__PAGE__.
********************
The Art of Order
By Jenuine Poetess
There is an age-old stereotype that artists thrive in chaos…or maybe not thrive, but that artists exist in disorganized mayhem. And admittedly, I have my fair share of disorderly conduct around my home and studio. The good news is, that there are more and more creative solutions for implementing and maintaining order in one’s life.
If you’ve been feeling a bit out of sorts in your life, now is a perfect time to integrate some new habits, new creative outlets, and new methods for tracking your life. Whether you would like more regular joy intervals in your week, or you need a way to track those art commissions coming up for spring, or you have writing goals you keep forgetting about, my hope is that by the end of this post you will have some practical tools for artfully organizing your days, weeks, and months.
Over the past few years there’s been a growing trend to find a jar, mug, bowl, box, journal, some kind of beloved receptacle, in which individuals, couples, or families place slips of paper on which they have written their gratitudes, joys, happinesses, made-it-happen victories, favorite memories, or whatever else you wish to collect! Some people review them weekly, some monthly, and some annually as a New Year’s Eve tradition. In my knowledge, author Elizabeth Gilbert was one of the pioneers of this kind of project but many others have modified, expanded, and customized the concept. The fun part is you can get as creative as you like with the container, the papers, what you document, and how you revisit them!
Some people prefer to process their lives, thoughts, memories, and goals via journal. Art journaling is a process that integrates a mixed media approach to the reflection/meditation process. This site has a collection of techniques, prompts, and inspirations for visually documenting important moments in life. As I move through my personal healing and growing process, grief is a big work I am moving through. To cultivate balance, I decided to document moments of joy alongside my grieving. Here is a sample from one of my art journals: a visual interpretation of a J.K. Rowling quote on grief, and a collection of joyful moments from that day: walking in the rain with my favorite umbrella (a stained glass lamp inspired design) and an artjam session with a good friend.
If you’re feeling at a loss for what to art journal about or where to begin, this blog post offers 10 ideas/prompts to get you started. This example shows several mantras interspersed between daily reflections. Whether you’re collecting poems, creative projects, your personal reflections, or notes from class or a meeting—using art to visually document your work can also help your mind remember and recall the content in ways different than text-only notes can offer. This is especially useful for anyone who is a visual learner!
You may have heard the recent buzz about bullet journaling…it’s taken off like a shot 😉 In my research, I discovered that this system of organizing, recording, and tracking life was developed by Ryder Carroll, a designer from Brooklyn, NY. The practice is meant to be tailored to suit each person’s creative outlets and personal needs.
Many bullet journals include monthly sections and ongoing sections. In a monthly section one might find logs such as: habit tracker, food & water intake log, gratitude diary, task lists, brain storm pools, budgets & expenses, meal and grocery planning, and future planning. Ongoing logs might include: movies/shows to watch, books to read, items out on loan, birthday & holiday calendar, savings tracker, workshops to take, hobbies to learn, garden planning, blog/social media post ideas, recipes to try, vent session/solution ideas, travel, experiences, quotes, art projects, and more! There is no limit to what you can record and gather in your bullet journal but if you need some ideas to get you started, this list is a great beginning.
********************
__SUPPLIED ENTRIES__.
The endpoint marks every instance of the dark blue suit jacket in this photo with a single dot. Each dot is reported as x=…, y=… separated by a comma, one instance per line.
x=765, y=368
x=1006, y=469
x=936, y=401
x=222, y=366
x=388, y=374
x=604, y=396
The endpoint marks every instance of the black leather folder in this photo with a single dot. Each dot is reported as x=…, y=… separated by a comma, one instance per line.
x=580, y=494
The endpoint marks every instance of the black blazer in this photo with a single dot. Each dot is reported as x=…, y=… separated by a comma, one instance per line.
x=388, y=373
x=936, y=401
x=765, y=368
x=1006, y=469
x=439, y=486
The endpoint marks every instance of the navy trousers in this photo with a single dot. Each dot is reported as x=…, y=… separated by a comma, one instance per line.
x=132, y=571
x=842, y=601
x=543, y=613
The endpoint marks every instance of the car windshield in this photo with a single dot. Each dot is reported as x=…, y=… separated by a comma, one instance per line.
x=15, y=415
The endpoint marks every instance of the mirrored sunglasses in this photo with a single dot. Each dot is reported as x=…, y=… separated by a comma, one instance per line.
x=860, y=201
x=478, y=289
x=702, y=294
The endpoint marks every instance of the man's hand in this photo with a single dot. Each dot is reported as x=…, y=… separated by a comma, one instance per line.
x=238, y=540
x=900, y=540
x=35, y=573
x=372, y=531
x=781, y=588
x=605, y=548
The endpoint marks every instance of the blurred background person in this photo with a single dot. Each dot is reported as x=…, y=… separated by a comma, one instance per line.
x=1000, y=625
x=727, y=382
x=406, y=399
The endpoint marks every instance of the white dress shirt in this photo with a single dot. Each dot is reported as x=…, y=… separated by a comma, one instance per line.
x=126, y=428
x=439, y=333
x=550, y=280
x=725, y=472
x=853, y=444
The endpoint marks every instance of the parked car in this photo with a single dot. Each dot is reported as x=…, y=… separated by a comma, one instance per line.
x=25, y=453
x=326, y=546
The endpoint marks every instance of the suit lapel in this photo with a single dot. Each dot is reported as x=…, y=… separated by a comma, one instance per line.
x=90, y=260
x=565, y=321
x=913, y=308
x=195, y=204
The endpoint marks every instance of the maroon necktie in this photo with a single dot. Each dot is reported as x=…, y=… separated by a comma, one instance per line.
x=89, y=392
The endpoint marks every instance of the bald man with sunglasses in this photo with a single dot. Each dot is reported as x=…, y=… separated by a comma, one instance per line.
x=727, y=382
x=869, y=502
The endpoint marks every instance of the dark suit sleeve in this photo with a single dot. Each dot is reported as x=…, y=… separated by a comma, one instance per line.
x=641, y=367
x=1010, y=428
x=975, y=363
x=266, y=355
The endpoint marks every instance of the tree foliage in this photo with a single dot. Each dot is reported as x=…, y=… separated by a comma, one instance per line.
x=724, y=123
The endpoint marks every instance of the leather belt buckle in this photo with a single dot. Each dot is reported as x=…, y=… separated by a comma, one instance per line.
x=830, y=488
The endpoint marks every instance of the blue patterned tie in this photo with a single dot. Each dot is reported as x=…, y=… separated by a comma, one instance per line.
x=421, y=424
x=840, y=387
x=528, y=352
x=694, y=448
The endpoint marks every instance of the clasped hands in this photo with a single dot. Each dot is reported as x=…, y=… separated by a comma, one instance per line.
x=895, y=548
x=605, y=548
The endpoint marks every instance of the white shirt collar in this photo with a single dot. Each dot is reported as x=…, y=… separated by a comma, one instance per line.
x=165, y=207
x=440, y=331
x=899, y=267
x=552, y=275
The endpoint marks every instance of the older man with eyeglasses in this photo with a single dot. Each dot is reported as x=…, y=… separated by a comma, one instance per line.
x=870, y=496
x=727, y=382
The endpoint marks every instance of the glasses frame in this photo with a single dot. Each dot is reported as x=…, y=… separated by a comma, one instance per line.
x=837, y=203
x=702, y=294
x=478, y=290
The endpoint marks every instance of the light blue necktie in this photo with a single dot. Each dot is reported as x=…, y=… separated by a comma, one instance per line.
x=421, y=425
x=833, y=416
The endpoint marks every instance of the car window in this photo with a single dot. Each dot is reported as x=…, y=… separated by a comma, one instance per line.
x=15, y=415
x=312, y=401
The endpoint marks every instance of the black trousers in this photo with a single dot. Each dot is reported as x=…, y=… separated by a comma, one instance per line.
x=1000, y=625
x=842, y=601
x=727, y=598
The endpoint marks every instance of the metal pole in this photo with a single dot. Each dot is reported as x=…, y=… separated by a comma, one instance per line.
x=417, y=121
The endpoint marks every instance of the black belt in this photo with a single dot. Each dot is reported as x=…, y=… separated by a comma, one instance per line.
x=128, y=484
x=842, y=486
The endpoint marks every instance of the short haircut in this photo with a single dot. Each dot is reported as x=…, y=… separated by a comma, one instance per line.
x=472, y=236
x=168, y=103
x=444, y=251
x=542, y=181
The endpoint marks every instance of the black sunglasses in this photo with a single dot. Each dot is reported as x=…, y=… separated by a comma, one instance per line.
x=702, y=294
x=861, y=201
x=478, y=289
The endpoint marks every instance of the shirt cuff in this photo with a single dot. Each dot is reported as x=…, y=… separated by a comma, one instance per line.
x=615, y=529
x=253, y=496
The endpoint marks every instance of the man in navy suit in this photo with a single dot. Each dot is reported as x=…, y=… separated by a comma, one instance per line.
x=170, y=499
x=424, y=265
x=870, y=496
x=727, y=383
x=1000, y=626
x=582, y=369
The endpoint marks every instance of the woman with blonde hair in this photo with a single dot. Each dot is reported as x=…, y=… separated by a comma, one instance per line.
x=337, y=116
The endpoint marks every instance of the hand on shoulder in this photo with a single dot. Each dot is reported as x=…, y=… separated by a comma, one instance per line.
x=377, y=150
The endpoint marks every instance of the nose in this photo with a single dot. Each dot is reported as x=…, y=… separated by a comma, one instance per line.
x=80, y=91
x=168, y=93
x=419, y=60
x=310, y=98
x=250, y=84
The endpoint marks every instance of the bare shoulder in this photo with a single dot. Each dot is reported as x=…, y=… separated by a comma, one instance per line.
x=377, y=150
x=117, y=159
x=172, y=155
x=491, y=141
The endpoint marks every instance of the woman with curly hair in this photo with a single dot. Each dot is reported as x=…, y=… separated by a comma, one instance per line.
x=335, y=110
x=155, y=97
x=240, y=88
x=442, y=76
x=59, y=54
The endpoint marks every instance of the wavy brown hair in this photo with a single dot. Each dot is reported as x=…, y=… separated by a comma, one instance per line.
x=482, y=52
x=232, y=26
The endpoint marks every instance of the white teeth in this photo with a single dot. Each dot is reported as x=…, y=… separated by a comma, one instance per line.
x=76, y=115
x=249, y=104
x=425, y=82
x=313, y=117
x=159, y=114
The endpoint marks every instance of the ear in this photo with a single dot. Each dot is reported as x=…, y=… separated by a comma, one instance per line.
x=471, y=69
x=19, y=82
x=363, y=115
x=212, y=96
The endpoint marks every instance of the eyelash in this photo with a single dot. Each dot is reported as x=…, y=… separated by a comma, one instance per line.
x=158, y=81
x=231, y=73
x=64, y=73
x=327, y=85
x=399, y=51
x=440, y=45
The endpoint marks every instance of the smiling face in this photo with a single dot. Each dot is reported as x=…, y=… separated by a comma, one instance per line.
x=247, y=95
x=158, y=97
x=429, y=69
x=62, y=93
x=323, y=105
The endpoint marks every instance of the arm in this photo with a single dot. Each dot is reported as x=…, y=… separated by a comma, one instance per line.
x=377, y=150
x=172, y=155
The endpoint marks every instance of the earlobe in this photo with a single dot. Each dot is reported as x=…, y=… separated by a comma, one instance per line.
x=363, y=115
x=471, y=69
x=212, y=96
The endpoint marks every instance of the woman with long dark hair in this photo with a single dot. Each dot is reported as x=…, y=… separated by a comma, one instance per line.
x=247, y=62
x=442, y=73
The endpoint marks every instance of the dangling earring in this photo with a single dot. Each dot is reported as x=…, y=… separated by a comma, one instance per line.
********************
Resume the post on artful organization after its final sentence, following on in the same voice.

Administrative responsibilities are not always an artist’s favorite chores, but if there is a way to do it artfully, we just might be inspired to stick with it…and maximize our creative play time while we’re at it! Check out these amazing examples:
Why make a regular list when you could create a visual index?! Image source.
House projects and chore lists just got a whole lot more exciting! Image source.
Daily tasks, notable quotes, and illustrated smoothie recipes reflect this bullet journalist’s dynamic days. Image source.
Some prefer clean lines and a minimalist approach to bullet journaling…the good news? Anything goes! Image source.
Maybe you want to remember which pens work best on which surface—make a bullet journal log for it. Maybe you need to keep track of your inventory for the upcoming ComiCon or artist market—make a bullet journal log for it. Maybe you want to collect data so that you can determine when are your busiest and your slowest times of year for custom art commissions—make a bullet journal log to track it. Maybe you want to remember which brand of paint or pen or paper or ink or fabric is your favorite for which kind of project–*say it with me now* make a bullet journal log for it!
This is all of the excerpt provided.